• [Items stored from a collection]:
<<<<

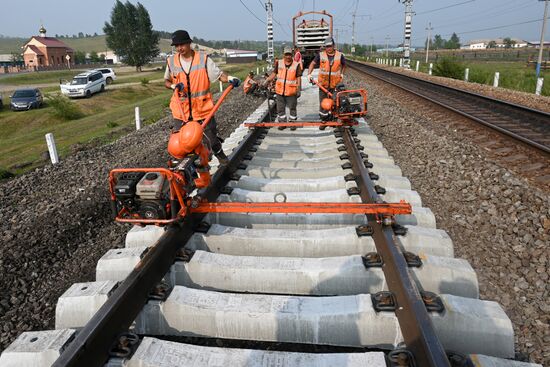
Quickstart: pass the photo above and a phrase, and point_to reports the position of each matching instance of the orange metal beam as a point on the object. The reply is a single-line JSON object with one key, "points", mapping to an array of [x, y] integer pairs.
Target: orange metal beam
{"points": [[300, 124]]}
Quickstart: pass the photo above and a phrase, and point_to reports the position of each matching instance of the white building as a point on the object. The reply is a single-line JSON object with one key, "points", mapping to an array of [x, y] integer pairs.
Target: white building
{"points": [[482, 44]]}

>>>>

• [Your task]:
Rewrite the part of the listing that opens with the line containing "of the white" and runs through the end of the listing as a two-column CSV headed input and output. Give one row per item, with its text and its answer each in a single quoted field and line breaks replaced by spaces.

• [Response to the task]:
input,output
"Quickstart: pass the photo above and a phrase, and point_to reports the position of each matching instance of the white building as a point on the object. The reply is a single-line JSON object with one key, ""points"", mapping to an array of [x, y] integer pairs. Target: white building","{""points"": [[482, 44]]}"